La consigne: Transcris l'ensemble du matériel ci-dessous en une liste JSON de chaînes, à raison d'une chaîne par ligne, sans reprendre les lignes vides.

Données fournies:
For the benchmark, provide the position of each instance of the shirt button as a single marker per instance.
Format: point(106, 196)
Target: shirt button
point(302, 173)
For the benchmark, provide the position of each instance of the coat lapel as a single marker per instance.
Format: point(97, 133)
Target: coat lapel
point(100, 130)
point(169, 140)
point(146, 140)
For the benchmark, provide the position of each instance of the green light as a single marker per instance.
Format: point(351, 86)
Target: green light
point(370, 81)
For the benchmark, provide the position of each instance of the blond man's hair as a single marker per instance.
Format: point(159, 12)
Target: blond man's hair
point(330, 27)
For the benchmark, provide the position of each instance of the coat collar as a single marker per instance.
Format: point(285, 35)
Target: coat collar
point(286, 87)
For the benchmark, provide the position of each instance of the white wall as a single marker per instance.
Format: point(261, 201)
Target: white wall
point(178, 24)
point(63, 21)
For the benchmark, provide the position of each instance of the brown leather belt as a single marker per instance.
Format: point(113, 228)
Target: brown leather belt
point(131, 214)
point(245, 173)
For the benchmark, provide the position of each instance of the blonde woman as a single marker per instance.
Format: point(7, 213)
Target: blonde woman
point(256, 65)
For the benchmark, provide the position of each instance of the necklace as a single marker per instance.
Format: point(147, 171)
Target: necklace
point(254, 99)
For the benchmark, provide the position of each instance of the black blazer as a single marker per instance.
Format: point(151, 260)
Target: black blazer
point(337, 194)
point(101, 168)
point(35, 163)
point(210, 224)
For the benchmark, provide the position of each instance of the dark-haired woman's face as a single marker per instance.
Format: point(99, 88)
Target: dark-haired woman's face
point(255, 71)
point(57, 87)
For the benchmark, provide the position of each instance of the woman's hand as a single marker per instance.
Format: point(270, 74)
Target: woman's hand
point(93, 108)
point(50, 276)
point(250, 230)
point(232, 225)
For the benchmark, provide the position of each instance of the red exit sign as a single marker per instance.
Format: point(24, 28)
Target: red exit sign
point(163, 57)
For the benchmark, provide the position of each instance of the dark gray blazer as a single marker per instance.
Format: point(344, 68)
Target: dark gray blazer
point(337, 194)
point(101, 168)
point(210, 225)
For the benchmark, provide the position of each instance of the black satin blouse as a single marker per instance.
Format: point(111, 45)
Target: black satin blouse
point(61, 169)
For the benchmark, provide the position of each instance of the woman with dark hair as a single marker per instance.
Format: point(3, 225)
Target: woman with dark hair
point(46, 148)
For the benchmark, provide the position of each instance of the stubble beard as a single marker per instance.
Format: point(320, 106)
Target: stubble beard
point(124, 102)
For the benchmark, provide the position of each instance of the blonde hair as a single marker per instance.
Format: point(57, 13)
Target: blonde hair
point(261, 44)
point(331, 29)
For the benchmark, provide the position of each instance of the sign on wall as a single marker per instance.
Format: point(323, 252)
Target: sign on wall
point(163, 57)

Solution rédigée:
[
  "For the benchmark, provide the position of each instance of the shirt button as a single marker per instance.",
  "Format: point(106, 196)",
  "Target: shirt button",
  "point(302, 173)",
  "For the benchmark, provide the position of each instance of the coat lapel as a single marker per instance.",
  "Format: point(97, 133)",
  "Target: coat lapel",
  "point(100, 130)",
  "point(169, 140)",
  "point(146, 140)",
  "For the benchmark, provide the position of each instance of the green light as a single marker per instance.",
  "Format: point(351, 86)",
  "Target: green light",
  "point(370, 81)",
  "For the benchmark, provide the position of each instance of the blond man's hair as a single marker per instance.",
  "Format: point(159, 12)",
  "Target: blond man's hair",
  "point(330, 27)",
  "For the benchmark, provide the position of each instance of the coat collar as a single marker per instance.",
  "Format: point(285, 35)",
  "Target: coat collar",
  "point(286, 87)",
  "For the benchmark, provide the position of each instance of the white wall as a single marker per instance.",
  "Format: point(261, 201)",
  "Target: white wall",
  "point(178, 24)",
  "point(63, 21)",
  "For the benchmark, provide the position of each instance of the brown leather belt as a single marker per instance.",
  "Format: point(113, 228)",
  "Target: brown leather belt",
  "point(131, 214)",
  "point(245, 173)",
  "For the benchmark, provide the position of each instance of the blonde woman as a single marker per instance.",
  "Format: point(7, 213)",
  "Target: blonde woman",
  "point(256, 65)",
  "For the benchmark, provide the position of each instance of the necklace as a single marker per instance.",
  "Format: point(147, 171)",
  "Target: necklace",
  "point(254, 99)",
  "For the benchmark, provide the position of each instance of the black blazer as a single marker per instance.",
  "Format: point(151, 260)",
  "Target: black blazer",
  "point(337, 194)",
  "point(101, 168)",
  "point(35, 163)",
  "point(210, 224)",
  "For the benchmark, provide the position of each instance of the dark-haired woman's face as a single marker per instance.",
  "Format: point(99, 88)",
  "Target: dark-haired woman's face",
  "point(255, 71)",
  "point(57, 87)",
  "For the benchmark, provide the position of each instance of the woman's hand as a single marker per instance.",
  "Format: point(270, 74)",
  "Target: woman's hand",
  "point(93, 108)",
  "point(50, 276)",
  "point(250, 230)",
  "point(232, 225)",
  "For the benchmark, provide the position of each instance of the red exit sign as a single marker per instance.",
  "Format: point(24, 28)",
  "Target: red exit sign",
  "point(163, 57)",
  "For the benchmark, provide the position of each instance of the dark gray blazer as a single marker per instance.",
  "Format: point(344, 68)",
  "Target: dark gray blazer",
  "point(337, 194)",
  "point(101, 168)",
  "point(210, 225)",
  "For the benchmark, provide the position of each instance of the black satin blouse as a single marker per instance.",
  "Format: point(111, 45)",
  "Target: black satin blouse",
  "point(61, 169)",
  "For the benchmark, provide the position of each instance of the woman with dark hair as a single marker per instance.",
  "Format: point(3, 225)",
  "Target: woman with dark hair",
  "point(46, 148)",
  "For the benchmark, provide the position of each instance of the stubble beard as a single marker per instance.",
  "Format: point(320, 106)",
  "Target: stubble beard",
  "point(124, 102)",
  "For the benchmark, provide the position of each instance of the blonde hair as a single marker per instance.",
  "Format: point(57, 13)",
  "Target: blonde hair",
  "point(261, 44)",
  "point(331, 29)",
  "For the benchmark, provide the position of each instance of the sign on wall as a single marker per instance.",
  "Format: point(323, 252)",
  "Target: sign on wall",
  "point(163, 57)"
]